→ **WHAT IS BEING ASKED**: In the entries below, count every line with the string "black". State the count and nothing else.

Stored data entries:
# # # # # # #

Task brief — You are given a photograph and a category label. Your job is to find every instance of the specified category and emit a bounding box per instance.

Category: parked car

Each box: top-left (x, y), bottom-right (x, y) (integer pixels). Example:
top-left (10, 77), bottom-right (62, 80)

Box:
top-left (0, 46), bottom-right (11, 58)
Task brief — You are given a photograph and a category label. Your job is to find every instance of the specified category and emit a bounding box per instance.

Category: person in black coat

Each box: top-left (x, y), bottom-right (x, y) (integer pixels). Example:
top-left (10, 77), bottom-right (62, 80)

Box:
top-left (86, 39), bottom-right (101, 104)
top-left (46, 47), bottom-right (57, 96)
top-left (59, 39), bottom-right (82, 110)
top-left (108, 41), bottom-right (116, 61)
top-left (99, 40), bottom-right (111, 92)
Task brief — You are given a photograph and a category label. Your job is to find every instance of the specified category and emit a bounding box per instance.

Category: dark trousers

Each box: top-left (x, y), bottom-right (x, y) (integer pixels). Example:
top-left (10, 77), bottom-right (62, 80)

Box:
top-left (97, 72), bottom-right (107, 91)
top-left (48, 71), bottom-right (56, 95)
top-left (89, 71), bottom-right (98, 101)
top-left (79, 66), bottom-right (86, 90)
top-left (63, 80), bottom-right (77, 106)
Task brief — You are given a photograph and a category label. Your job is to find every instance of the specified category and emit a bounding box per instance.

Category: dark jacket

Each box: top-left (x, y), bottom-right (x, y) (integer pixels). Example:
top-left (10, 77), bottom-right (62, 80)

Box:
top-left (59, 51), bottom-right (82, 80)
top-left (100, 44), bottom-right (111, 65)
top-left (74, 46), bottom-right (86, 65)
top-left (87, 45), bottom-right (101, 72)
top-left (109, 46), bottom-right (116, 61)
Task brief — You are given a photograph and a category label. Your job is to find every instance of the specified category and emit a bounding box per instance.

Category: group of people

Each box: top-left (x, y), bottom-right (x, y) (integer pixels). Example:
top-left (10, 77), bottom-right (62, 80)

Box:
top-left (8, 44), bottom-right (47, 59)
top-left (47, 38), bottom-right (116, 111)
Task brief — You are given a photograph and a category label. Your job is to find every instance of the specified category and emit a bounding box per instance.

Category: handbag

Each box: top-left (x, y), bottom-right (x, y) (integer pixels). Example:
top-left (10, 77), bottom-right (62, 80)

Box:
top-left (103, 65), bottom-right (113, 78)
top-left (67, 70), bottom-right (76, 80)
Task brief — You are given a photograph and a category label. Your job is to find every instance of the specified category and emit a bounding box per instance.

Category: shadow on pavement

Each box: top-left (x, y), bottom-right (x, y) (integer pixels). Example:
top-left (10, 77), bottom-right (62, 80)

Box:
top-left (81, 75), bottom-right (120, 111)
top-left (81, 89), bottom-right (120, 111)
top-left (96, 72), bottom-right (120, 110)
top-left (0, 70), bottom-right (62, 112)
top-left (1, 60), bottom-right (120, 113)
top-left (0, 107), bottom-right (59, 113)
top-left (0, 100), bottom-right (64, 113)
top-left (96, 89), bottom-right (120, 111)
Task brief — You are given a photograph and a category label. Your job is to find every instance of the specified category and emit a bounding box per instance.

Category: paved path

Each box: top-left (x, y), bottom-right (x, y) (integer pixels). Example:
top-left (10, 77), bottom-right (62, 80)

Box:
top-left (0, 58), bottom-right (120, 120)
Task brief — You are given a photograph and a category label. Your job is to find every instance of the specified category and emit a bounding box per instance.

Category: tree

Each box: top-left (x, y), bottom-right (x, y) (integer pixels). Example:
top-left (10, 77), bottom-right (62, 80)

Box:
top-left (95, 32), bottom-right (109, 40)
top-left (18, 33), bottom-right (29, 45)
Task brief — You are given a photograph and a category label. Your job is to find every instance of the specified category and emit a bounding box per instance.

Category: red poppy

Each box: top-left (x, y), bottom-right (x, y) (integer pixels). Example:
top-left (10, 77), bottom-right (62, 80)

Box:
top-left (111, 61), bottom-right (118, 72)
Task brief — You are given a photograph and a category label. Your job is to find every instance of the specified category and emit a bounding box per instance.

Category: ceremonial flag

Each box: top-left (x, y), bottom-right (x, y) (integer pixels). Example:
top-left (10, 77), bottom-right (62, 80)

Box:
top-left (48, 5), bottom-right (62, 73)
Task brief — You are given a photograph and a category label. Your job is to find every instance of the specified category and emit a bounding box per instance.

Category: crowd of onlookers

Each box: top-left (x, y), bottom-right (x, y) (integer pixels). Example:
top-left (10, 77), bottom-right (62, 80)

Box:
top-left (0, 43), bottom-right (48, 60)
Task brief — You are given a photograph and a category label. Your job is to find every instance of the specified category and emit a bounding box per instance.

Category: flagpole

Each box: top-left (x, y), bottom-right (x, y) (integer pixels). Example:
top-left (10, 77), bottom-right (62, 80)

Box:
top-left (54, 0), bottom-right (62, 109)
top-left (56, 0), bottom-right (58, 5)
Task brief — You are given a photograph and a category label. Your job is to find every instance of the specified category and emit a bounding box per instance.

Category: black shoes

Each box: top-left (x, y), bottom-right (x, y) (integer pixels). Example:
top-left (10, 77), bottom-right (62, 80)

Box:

# # # # # # #

→ **SOLUTION TO THE PROBLEM**: 2